GIVEN EXERCISE =>
Starting at the line that contains "Could you point out the mountain" and running through the end of the data, both ends included, write out every line again. Multiply each coordinate by 0.55 and round it to a whole number, with halves rounded up.

DATA SHOWN =>
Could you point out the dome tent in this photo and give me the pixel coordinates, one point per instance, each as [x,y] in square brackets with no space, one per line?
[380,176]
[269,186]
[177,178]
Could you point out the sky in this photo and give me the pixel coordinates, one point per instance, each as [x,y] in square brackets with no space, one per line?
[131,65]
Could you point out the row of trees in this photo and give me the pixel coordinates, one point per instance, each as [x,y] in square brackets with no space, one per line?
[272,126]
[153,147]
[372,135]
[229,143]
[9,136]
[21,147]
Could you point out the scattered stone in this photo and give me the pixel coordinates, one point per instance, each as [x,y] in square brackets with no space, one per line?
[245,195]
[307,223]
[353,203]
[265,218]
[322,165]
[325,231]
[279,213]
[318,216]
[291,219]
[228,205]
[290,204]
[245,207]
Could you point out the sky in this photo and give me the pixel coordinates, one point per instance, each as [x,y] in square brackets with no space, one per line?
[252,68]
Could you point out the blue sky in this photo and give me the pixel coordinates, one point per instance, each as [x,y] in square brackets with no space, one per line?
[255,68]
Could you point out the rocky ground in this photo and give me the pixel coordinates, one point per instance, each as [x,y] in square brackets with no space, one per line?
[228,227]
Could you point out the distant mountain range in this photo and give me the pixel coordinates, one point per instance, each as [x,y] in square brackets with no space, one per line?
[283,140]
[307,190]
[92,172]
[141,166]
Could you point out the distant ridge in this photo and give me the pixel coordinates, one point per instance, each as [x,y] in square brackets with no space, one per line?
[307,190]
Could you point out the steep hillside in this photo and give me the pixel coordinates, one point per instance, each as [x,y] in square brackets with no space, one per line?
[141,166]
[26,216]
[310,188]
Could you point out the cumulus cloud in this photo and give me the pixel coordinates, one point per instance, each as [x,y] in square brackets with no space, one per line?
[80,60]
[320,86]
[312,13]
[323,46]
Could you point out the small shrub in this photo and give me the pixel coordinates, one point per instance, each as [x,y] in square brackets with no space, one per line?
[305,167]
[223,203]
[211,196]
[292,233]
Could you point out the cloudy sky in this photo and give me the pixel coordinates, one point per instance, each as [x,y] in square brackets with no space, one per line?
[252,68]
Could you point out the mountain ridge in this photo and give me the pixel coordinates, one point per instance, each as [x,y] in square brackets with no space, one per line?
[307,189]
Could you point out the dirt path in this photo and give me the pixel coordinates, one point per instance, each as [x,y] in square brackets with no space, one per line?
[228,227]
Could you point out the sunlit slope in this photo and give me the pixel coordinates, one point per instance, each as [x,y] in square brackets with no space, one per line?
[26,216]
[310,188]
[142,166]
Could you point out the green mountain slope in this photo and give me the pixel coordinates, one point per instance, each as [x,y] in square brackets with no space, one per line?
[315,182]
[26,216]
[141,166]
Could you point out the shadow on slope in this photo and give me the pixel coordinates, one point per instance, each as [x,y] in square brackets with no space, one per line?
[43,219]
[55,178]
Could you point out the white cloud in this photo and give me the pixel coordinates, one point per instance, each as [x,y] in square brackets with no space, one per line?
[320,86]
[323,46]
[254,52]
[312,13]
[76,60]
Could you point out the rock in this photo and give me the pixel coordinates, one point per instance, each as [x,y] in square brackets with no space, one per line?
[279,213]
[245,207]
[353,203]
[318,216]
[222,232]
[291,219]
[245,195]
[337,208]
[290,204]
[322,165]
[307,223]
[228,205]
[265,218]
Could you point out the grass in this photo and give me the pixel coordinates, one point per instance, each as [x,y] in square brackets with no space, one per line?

OUTPUT FOR THIS TASK =>
Could you point out the mountain ridge in this photo and give me the pixel coordinates, one point per instance, each as [x,y] in square brackets with no space, one per line?
[169,104]
Could you point out the dirt path in this photo and give me the pixel coordinates, one point per instance, each as [x,y] in square brackets with no space, one per line?
[125,125]
Could you point out the sunlit slope in this photo and give me the pixel coordinates, one point per instance, each as [x,y] in square brackets with no space, one per line?
[14,119]
[171,103]
[78,91]
Could you point out the green mountain slope in this photo and give me the pixel coordinates, one point per instance, each as [x,y] in square brackets with no space, one per line?
[173,100]
[14,119]
[78,91]
Could you point out the shadow on slope in this photo and give me the pixel coordinates, one point per instance, each as [x,y] in square brackets with no space, one per line?
[24,120]
[30,98]
Could you point out the white cloud in this photo and give me the pixel coordinates, one point per instance, each as [x,y] in square brackets with no space, one per line?
[176,47]
[178,25]
[140,29]
[172,7]
[42,33]
Could you point out the rock in this photo and give me the pixel coordinates, one point per instance, each as [x,y] in square brackets with no space, one per line?
[153,117]
[135,114]
[194,112]
[175,119]
[122,128]
[160,120]
[135,107]
[185,114]
[160,112]
[177,91]
[169,123]
[125,113]
[146,120]
Could you point out the grass in this photo and give me the pixel coordinates, one point per instance, each as [x,y] in square brackets with no space, one per line?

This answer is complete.